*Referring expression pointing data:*
▼▼▼
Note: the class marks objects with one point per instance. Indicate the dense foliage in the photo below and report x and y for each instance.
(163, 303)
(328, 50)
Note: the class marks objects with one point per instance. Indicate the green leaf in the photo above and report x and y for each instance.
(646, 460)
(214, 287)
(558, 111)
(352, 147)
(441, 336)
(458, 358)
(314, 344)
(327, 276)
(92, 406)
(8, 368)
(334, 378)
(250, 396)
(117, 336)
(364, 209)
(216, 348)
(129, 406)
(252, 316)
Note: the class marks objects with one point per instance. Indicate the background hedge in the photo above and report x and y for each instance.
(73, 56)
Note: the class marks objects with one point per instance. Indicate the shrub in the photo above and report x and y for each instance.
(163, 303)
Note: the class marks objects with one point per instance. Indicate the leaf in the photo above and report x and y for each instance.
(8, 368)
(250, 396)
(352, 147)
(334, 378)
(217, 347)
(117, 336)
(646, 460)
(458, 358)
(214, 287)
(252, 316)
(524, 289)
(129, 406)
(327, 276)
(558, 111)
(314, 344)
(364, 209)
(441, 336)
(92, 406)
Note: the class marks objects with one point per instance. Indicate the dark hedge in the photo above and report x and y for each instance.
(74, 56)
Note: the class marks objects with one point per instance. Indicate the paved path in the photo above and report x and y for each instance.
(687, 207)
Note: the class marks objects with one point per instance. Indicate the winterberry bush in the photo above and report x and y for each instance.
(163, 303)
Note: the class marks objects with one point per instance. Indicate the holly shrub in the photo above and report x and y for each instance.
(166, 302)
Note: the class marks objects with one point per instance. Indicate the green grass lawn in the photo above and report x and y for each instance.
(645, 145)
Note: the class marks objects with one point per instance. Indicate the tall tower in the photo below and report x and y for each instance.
▲▲▲
*Aim of the exercise:* Only this range is to be output: the line that contains "the green leaf" through the last line of the records above, both inclusive.

*Your response:*
Note: the class marks objects with one point per instance. Indicate the green leaf in the photo above and report x and y for each instance.
(646, 460)
(214, 287)
(558, 111)
(352, 147)
(441, 336)
(458, 358)
(314, 344)
(327, 276)
(92, 406)
(8, 368)
(334, 378)
(250, 396)
(117, 336)
(364, 209)
(216, 348)
(129, 406)
(252, 316)
Note: the class marks objects with one point per instance. Indicate the background hedge in the photo above and report x and y for each instance.
(73, 56)
Note: the class marks objects with one point per instance. Indicate the shrub in the photo above and report x and y for each instance.
(163, 303)
Note: the class marks objects with one point per instance. Indicate the leaf in the photo above and report x and y for each instance.
(8, 368)
(250, 396)
(352, 147)
(334, 378)
(217, 347)
(117, 336)
(646, 460)
(458, 358)
(214, 287)
(252, 316)
(524, 289)
(129, 406)
(327, 276)
(558, 111)
(314, 344)
(364, 209)
(441, 336)
(92, 406)
Note: the class marks objects with one point per instance. Indicate the dark hedge in the photo above and report x and y for each instance.
(74, 56)
Note: the class marks objects with one point per instance. Indicate the paved path in the photo above and report x and y for each instance.
(687, 207)
Note: the class marks objects with one point per instance. Indicate the winterberry bush in the photo above and report x and y for each instance.
(163, 303)
Note: the class marks objects with one point per instance. Indicate the holly shrub in the photo above and report x and y for each instance.
(166, 302)
Note: the class marks objects with one point per instance. Indicate the green grass lawn in the photo above and report x and y for each instance.
(645, 145)
Note: the class marks objects with one point per instance. Indicate the tall tower in the photo below and report x and y for each instance.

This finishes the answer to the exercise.